#### What to work on
#1 Translate this sentence from the jokes thread into Spanish: "You need to buy a drink first."
#2 Proceed with the jokes thread, picking up right after its final line.

#### Document excerpt
—————
O/T Fresh Jokes... | Page 11 | Vital Football

O/T Fresh Jokes...

I put this in apost in Good morning thread when discussing Scotsmen and thought it deserved an airing in this jokes thread as well..

This grocer in Fife is in ehs shoap n it's freezin cauld n ehs standin ower the electric-bar fire. A wifie comes in, looks at the counter n goes tae um...'is that yer Ayrshire bacon? The grocerlooks at her n says, naw, ah'm jist warmin ma hands.
 
A man was lying in bed with his new girlfriend after having great sex, she spent the next hour just rubbing his testicles, something she loved to do. "That feels so nice," he said. Then turned & asked her, "You seem to love doing that, why?"

Because, she replied, "I miss mine."
 
Me: What’s the Wi-Fi password?
Bartender: You need to buy a drink first.
Me: OK, I’ll have a Gin and Tonic no ice.
—————
Records from a collection
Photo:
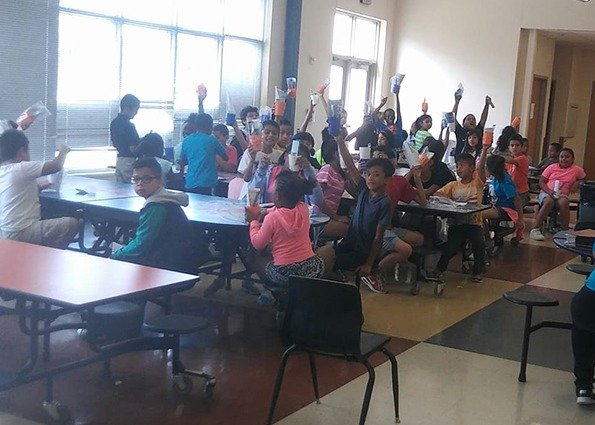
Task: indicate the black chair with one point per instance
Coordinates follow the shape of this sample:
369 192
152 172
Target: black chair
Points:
324 317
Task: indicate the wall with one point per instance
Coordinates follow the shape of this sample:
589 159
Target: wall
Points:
316 40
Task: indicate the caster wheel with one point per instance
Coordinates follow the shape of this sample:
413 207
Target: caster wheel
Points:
182 384
57 413
415 287
209 387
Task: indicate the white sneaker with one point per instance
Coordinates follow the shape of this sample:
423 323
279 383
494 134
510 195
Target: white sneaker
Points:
536 235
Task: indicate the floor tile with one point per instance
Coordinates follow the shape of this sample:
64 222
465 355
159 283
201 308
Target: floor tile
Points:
497 330
419 317
442 385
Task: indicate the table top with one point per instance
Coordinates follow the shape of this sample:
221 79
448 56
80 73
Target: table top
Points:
67 278
80 189
441 209
560 240
203 209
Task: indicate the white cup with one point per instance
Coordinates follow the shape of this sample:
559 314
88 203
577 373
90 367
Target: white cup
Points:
292 162
364 152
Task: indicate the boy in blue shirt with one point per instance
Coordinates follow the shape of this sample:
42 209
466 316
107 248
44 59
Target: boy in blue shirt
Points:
199 151
363 244
161 239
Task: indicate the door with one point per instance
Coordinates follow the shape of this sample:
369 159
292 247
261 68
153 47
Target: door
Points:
536 116
589 159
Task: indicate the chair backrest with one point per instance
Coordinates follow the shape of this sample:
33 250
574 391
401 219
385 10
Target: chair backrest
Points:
234 189
323 315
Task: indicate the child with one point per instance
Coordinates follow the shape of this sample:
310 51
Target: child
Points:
124 137
420 129
285 135
332 181
252 159
20 212
468 189
363 244
518 168
582 309
569 176
161 239
199 151
286 227
508 206
553 152
473 144
221 133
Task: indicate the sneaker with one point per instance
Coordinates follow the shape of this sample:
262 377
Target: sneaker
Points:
585 397
374 283
249 287
266 298
536 235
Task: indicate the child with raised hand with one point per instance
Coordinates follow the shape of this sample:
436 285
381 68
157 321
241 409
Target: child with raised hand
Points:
468 189
20 210
286 228
553 152
517 166
508 206
420 129
332 180
199 152
469 121
568 176
363 244
221 133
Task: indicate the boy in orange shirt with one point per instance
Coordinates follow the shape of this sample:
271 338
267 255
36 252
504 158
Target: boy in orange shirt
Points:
518 168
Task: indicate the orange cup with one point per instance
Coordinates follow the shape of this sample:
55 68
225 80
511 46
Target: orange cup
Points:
488 136
256 141
279 108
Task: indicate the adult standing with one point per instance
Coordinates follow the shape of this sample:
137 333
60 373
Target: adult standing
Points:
125 138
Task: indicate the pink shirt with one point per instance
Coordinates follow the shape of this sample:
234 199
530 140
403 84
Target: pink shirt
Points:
333 186
566 176
288 232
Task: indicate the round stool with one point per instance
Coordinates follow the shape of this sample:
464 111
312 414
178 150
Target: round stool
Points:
173 326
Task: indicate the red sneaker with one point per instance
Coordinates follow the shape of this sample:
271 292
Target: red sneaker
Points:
374 283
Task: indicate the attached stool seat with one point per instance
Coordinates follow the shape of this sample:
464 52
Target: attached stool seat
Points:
532 299
578 268
173 326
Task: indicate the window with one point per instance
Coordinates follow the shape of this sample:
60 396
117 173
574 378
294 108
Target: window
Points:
355 62
159 51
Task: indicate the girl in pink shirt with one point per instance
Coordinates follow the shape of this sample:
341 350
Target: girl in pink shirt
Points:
286 228
569 176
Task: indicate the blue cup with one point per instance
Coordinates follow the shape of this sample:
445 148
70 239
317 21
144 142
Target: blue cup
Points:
230 118
334 125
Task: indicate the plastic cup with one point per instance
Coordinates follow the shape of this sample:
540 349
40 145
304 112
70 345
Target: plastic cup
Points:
334 126
488 136
292 162
364 152
279 108
230 118
253 197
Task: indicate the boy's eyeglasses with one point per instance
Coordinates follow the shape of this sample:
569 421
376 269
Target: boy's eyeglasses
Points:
145 179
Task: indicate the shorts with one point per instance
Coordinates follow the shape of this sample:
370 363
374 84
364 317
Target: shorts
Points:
279 275
391 236
50 232
124 168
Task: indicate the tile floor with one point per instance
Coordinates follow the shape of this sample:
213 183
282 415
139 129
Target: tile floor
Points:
458 358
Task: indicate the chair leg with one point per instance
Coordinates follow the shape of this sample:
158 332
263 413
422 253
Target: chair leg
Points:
526 336
369 388
395 375
314 377
278 382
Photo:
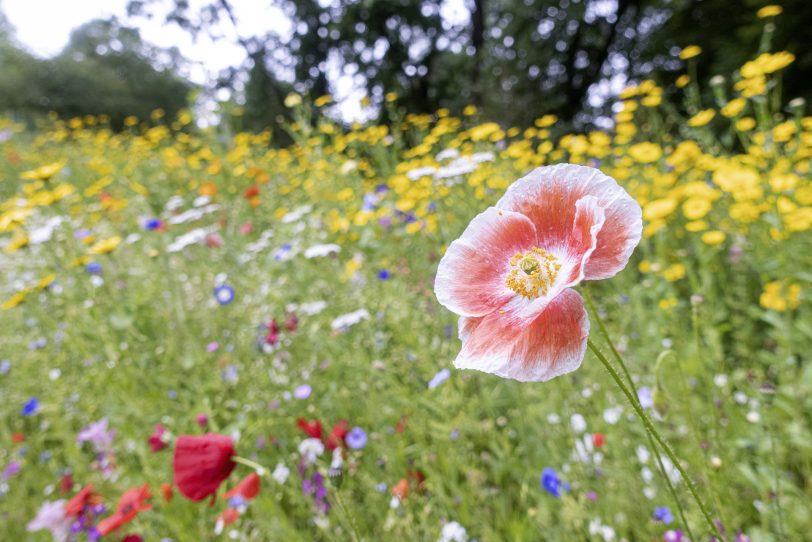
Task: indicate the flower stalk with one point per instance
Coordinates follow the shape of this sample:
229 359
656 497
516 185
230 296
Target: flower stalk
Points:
647 423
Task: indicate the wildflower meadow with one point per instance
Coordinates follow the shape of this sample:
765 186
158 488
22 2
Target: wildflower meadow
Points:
439 328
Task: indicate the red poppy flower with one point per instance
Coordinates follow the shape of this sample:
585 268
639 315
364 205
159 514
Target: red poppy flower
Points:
201 463
338 434
86 497
511 273
248 488
131 503
156 442
166 491
312 428
66 484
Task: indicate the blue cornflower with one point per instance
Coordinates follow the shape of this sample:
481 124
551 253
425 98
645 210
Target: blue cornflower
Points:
356 438
224 294
30 407
662 513
552 483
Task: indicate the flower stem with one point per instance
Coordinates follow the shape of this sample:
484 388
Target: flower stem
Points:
654 433
354 528
248 463
652 446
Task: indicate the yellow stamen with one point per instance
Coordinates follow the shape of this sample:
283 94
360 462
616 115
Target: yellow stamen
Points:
532 273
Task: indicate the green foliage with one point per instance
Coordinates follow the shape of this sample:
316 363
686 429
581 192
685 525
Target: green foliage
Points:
105 70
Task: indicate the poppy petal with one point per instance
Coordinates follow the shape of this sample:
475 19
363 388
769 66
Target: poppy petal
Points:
201 463
552 345
471 274
548 197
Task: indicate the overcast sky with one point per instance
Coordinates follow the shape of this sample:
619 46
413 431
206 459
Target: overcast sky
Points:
44 27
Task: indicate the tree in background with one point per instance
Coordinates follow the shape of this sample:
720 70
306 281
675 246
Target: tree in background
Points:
106 69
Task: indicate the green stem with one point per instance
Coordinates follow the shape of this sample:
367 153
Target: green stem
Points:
650 427
355 536
652 445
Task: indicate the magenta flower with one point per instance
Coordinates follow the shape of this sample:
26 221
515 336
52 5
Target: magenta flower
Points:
510 275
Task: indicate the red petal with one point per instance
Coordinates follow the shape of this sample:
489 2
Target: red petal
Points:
471 276
553 344
201 463
547 196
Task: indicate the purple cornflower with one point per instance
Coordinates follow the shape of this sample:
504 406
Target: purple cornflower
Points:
356 438
30 407
662 513
153 224
224 294
552 483
315 486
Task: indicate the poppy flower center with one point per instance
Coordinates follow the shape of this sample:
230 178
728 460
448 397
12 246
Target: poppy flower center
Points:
532 273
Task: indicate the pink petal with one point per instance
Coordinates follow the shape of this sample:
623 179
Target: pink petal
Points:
548 197
552 345
583 239
470 277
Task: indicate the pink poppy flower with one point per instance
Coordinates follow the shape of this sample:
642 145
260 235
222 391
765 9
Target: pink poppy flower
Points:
509 276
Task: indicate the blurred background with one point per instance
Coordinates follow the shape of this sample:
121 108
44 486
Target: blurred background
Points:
235 61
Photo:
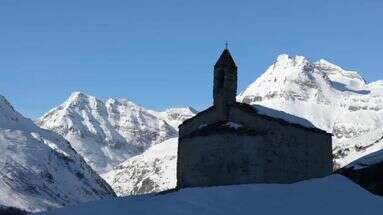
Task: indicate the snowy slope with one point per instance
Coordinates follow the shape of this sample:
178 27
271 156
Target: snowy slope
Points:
175 116
106 134
331 98
39 169
152 171
331 195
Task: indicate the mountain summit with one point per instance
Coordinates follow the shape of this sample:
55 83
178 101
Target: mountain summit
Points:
330 97
39 169
108 133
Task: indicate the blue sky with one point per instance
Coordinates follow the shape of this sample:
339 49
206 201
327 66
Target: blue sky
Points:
160 53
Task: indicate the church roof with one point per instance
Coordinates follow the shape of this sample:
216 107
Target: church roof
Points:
225 59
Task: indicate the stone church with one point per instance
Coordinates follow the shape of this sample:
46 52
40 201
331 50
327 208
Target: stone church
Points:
231 143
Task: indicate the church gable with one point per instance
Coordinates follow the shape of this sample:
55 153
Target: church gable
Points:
231 143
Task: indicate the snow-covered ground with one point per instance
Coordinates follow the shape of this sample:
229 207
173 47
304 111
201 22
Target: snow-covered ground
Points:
39 169
108 133
331 195
336 100
152 171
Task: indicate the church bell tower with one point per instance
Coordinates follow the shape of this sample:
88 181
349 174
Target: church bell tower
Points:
225 81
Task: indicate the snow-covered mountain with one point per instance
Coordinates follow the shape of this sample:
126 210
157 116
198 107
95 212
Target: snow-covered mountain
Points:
331 98
152 171
330 195
176 116
39 169
106 134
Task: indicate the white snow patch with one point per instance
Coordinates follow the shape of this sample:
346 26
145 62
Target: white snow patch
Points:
331 195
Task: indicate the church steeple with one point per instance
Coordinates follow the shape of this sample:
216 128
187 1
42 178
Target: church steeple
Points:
225 80
225 59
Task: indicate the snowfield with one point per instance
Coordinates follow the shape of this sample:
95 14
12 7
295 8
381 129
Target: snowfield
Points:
39 170
331 195
333 99
108 133
152 171
318 94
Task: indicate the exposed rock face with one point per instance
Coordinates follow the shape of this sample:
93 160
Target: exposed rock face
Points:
331 98
152 171
106 134
39 170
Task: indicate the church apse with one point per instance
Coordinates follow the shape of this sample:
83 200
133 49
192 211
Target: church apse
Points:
231 143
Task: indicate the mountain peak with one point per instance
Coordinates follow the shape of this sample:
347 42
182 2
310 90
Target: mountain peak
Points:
286 61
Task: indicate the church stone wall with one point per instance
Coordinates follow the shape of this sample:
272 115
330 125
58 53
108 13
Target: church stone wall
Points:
272 152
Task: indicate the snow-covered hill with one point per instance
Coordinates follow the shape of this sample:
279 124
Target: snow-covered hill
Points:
331 98
175 116
152 171
106 134
331 195
39 169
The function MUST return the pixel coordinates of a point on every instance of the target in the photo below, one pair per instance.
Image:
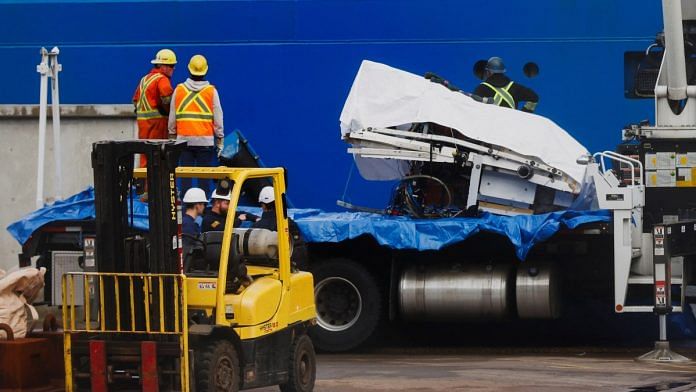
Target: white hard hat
(267, 195)
(223, 197)
(195, 195)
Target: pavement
(520, 371)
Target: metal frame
(406, 145)
(626, 204)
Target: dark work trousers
(197, 156)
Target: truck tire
(302, 371)
(217, 367)
(348, 305)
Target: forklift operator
(194, 202)
(214, 217)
—————
#### Answers for the exercise
#1 Primero tienes que comprar una bebida.

#2
Bartender: £4.00 please.
Me: There you go. So what’s the Wi‑Fi password?
Bartender: “You need to buy a drink first.” No spaces, all lowercase.
 
A truck loaded with Worcestershire sauce is driving through Saskatoon, Saskatchewan when it collides with a Nissan Qashqai.

The truck then careens down the road and hits a car from Massachusetts, injuring the two otorhinolaryngologists inside. One of them, suffering from Schistosomiasis, has a myocardial infarction.

A bystander witnesses the entire event and quickly calls to report the accident on his Huawei.

The emergency operator asks the bystander, "What happened?"

"It's hard to say."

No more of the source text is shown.